Stated problem:
Copy each of the entries below word for word.

Input rows:

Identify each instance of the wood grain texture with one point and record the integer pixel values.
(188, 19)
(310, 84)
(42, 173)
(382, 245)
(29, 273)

Task response:
Identify each instance of the wood grain texture with one point and record the integer pixel values.
(188, 19)
(310, 84)
(42, 173)
(382, 245)
(29, 273)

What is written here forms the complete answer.